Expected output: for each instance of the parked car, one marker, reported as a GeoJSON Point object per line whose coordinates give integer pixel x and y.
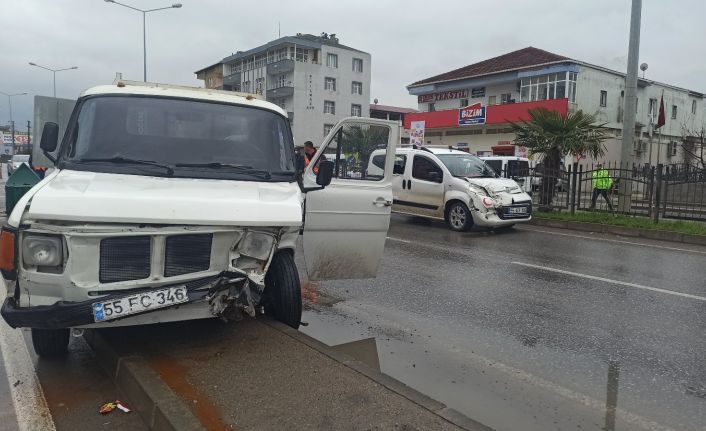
{"type": "Point", "coordinates": [16, 161]}
{"type": "Point", "coordinates": [453, 186]}
{"type": "Point", "coordinates": [516, 168]}
{"type": "Point", "coordinates": [135, 227]}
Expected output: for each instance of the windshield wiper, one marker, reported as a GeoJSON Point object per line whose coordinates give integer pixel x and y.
{"type": "Point", "coordinates": [217, 165]}
{"type": "Point", "coordinates": [125, 160]}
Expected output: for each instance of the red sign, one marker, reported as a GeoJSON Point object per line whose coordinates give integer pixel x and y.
{"type": "Point", "coordinates": [444, 95]}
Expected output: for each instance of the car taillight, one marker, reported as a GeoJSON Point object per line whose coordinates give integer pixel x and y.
{"type": "Point", "coordinates": [7, 250]}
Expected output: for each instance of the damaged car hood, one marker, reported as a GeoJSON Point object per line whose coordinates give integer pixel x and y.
{"type": "Point", "coordinates": [496, 185]}
{"type": "Point", "coordinates": [106, 197]}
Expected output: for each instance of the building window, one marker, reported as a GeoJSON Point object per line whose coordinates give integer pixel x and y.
{"type": "Point", "coordinates": [551, 86]}
{"type": "Point", "coordinates": [332, 60]}
{"type": "Point", "coordinates": [357, 65]}
{"type": "Point", "coordinates": [330, 84]}
{"type": "Point", "coordinates": [327, 129]}
{"type": "Point", "coordinates": [357, 87]}
{"type": "Point", "coordinates": [329, 107]}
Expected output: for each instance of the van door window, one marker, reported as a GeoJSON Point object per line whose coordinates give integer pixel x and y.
{"type": "Point", "coordinates": [351, 148]}
{"type": "Point", "coordinates": [426, 170]}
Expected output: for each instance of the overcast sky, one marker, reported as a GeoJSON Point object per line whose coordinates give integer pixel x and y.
{"type": "Point", "coordinates": [408, 39]}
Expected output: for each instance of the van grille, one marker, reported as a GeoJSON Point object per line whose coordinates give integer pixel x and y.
{"type": "Point", "coordinates": [187, 253]}
{"type": "Point", "coordinates": [125, 258]}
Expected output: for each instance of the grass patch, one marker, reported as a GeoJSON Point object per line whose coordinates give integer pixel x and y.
{"type": "Point", "coordinates": [600, 217]}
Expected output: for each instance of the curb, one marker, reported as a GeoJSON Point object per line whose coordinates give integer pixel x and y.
{"type": "Point", "coordinates": [160, 408]}
{"type": "Point", "coordinates": [660, 235]}
{"type": "Point", "coordinates": [450, 415]}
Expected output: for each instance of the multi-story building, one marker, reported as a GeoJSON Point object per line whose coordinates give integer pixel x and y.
{"type": "Point", "coordinates": [316, 79]}
{"type": "Point", "coordinates": [473, 105]}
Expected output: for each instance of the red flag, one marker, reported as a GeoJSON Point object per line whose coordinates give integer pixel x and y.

- - -

### Problem description
Reproduce verbatim everything from the line containing "Expected output: for each instance of the curb, one" down through the final line of the listing above, both ends included.

### Answer for the task
Expected output: for each instance of the curb, one marker, reported as a GeoJSON Point object per line whose coordinates give integer pixel x and y.
{"type": "Point", "coordinates": [160, 408]}
{"type": "Point", "coordinates": [660, 235]}
{"type": "Point", "coordinates": [450, 415]}
Expected output: for each instance of the multi-story building, one marker, reported as a GeoJSON Point object per line whose coordinates give integer pixel x and y.
{"type": "Point", "coordinates": [316, 79]}
{"type": "Point", "coordinates": [473, 105]}
Expected output: for each instance of the red flag, one marker, reported as a GeoJSON Point object per line whose coordinates give integer pixel x and y.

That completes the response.